WHAT THE TASK ASKS → Rename "Query" to "Target" everywhere in the data below, and give the data back with nothing else changed. Leave out the pictures.
[Begin RECORDED INFORMATION]
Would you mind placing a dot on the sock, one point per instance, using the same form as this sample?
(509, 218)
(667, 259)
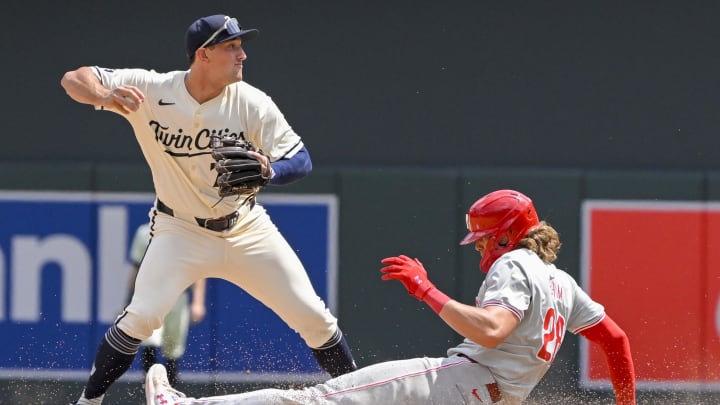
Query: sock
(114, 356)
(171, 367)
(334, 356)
[End RECORDED INFORMATION]
THE REPLY →
Would you mind placing a dot on the sock, one point per instance, using the same form as this sample?
(509, 218)
(667, 259)
Target: sock
(114, 356)
(171, 367)
(334, 356)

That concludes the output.